Decide whether each statement below agrees with the M87* jet summary: (a) the method measures image moments from trivial closure phases; (b) the method was tested on EHT observations alone, with no synthetic data; (c) the extended emission detected is aligned with the jet. Answer yes or no for each, quoting the words of the summary that decide it.

### EXTRACTED TEXT

Locating the missing large-scale emission in the jet of M87* with short EHT baselines
Boris Georgiev, Paul Tiede, Sebastiano D. von Fellenberg, Michael Janssen, Iniyan Natarajan, Lindy Blackburn, Jongho Park, Erandi Chavez, Andrew T. West, Kotaro Moriyama, Jun Yi Koay, Hendrik M\"uller, Dhanya G. Nair, Avery E. Broderick, Maciek Wielgus, Kazunori Akiyama

TL;DR
This paper introduces a technique using short baseline closure phases in VLBI to detect and measure large-scale emission structures in M87*, revealing extended emission aligned with the jet.
Contribution
It presents a new method to measure image moments from trivial closure phases, validated on synthetic data and applied to EHT observations of M87* to detect large-scale emission.

######
### GIVEN DATA

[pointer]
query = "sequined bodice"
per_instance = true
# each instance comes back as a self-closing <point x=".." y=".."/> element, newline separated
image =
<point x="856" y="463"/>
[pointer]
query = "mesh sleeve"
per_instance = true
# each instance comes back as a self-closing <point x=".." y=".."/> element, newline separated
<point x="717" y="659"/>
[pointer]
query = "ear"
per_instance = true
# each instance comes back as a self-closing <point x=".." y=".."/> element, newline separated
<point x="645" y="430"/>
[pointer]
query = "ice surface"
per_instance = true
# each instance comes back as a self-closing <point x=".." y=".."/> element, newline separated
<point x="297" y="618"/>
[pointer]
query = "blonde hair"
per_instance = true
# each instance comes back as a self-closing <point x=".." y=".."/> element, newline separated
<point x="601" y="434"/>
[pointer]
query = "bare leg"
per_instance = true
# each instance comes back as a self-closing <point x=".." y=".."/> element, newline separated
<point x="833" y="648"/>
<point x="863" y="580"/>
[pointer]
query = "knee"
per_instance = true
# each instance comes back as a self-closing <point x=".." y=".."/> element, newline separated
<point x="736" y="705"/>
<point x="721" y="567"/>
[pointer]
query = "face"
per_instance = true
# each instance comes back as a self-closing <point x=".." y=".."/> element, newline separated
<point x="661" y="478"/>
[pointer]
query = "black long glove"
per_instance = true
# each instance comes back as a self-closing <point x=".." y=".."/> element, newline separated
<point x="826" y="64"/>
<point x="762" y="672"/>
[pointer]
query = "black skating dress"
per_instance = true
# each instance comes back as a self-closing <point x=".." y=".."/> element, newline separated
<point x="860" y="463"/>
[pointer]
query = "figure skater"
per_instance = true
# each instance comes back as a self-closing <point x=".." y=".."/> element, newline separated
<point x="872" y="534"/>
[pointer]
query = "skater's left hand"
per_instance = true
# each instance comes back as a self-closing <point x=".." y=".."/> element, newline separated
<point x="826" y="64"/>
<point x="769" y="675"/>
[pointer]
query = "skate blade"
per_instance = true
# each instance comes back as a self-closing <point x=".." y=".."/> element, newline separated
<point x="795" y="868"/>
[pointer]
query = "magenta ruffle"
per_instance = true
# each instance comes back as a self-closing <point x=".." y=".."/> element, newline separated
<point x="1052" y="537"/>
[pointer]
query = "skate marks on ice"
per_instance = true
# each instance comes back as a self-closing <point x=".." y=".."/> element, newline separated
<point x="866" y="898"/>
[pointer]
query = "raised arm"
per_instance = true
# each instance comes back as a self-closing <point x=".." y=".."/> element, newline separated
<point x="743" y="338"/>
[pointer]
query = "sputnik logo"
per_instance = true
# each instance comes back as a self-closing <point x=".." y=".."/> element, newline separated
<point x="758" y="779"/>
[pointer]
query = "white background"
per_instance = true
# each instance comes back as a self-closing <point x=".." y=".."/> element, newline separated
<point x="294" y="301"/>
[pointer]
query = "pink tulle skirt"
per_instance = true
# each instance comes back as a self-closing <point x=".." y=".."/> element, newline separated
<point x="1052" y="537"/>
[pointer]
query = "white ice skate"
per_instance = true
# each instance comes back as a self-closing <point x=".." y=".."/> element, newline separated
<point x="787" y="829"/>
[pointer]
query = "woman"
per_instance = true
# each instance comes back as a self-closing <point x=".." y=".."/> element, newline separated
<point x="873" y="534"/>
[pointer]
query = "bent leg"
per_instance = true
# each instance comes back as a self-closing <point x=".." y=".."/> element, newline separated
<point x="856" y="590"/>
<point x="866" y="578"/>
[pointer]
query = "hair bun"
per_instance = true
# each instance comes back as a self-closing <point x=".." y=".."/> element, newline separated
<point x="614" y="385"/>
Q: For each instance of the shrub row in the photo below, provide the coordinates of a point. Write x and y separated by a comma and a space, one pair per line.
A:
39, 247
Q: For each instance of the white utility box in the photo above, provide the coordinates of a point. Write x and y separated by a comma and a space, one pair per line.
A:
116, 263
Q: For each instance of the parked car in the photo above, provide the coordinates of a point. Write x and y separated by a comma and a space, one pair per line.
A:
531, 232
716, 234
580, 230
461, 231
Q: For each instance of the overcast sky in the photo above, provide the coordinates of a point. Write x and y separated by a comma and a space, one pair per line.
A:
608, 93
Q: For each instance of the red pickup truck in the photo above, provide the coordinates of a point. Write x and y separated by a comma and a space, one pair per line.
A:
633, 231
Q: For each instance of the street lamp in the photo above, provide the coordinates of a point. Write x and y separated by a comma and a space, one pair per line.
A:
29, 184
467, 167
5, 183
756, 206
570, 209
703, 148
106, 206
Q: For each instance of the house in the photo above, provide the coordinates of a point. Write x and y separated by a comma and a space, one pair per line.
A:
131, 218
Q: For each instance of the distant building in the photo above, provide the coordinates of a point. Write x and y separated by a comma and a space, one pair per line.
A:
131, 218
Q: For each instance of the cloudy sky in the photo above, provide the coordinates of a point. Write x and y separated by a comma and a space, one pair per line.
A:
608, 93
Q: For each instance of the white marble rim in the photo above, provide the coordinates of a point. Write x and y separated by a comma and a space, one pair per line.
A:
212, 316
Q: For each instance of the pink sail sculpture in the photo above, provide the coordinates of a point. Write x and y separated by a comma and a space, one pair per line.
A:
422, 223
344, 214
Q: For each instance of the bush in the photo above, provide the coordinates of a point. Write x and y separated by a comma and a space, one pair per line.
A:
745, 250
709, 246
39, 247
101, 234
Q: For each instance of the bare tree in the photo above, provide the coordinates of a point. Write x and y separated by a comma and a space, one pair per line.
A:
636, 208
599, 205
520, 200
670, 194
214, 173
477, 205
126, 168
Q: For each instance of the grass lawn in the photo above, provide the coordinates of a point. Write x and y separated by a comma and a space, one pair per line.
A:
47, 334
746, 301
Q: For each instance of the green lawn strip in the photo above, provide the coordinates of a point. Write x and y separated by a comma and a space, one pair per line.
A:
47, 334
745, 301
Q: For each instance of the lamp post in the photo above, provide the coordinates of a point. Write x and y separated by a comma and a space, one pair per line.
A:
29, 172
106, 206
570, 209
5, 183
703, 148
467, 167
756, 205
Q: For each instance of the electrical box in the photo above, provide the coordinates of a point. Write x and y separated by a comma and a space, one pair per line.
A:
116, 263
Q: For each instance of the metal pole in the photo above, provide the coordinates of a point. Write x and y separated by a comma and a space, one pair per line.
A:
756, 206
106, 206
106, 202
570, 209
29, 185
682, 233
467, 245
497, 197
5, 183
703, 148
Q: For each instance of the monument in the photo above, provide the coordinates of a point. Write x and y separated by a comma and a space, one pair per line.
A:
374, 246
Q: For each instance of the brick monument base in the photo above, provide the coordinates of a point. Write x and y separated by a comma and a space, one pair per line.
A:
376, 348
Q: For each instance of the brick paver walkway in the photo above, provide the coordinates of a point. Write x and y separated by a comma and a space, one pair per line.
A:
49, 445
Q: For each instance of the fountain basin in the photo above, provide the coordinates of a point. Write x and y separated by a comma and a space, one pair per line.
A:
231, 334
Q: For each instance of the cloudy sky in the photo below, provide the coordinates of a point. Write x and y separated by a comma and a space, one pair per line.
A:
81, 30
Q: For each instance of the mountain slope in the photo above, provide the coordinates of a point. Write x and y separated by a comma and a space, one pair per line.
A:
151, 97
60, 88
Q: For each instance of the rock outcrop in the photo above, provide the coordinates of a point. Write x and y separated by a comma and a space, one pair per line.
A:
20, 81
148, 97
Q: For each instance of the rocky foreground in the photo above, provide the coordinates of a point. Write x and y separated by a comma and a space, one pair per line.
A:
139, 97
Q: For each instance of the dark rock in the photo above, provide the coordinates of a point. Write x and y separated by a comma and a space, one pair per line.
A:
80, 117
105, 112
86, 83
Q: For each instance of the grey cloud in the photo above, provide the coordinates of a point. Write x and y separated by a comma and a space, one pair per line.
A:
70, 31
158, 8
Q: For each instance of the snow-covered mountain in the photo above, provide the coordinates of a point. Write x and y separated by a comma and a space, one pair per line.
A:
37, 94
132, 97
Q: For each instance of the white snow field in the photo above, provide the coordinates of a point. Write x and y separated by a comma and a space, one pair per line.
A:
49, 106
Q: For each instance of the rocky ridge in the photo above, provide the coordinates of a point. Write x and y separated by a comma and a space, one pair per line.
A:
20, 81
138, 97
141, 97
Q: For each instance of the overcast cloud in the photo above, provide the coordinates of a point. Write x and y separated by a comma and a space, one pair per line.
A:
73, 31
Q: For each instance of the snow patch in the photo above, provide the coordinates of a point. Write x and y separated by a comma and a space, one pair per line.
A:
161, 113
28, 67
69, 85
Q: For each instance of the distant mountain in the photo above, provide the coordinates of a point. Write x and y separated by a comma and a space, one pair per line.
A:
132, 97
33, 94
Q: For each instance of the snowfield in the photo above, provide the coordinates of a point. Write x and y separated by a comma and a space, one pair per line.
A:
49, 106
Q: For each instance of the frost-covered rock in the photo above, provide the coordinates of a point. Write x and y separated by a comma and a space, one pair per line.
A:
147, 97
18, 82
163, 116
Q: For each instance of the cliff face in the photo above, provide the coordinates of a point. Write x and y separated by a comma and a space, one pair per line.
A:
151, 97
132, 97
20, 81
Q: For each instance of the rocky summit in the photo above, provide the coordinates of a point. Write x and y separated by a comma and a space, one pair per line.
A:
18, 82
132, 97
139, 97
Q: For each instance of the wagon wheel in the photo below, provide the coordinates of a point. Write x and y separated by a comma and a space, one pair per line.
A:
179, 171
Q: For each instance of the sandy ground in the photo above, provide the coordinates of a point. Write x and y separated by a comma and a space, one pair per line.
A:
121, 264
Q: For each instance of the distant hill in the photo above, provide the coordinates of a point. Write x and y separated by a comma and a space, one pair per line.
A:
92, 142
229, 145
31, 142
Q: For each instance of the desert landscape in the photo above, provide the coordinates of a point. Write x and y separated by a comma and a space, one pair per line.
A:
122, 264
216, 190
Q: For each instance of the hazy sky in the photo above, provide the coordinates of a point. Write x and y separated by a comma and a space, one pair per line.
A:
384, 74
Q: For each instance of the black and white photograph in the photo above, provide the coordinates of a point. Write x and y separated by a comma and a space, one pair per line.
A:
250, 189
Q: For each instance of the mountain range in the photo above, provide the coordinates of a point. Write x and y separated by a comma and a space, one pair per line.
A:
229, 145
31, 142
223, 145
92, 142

######

*TASK RESULT*:
(a) Yes: "a new method to measure image moments from trivial closure phases"
(b) No: "validated on synthetic data and applied to EHT observations of M87*"
(c) Yes: "revealing extended emission aligned with the jet"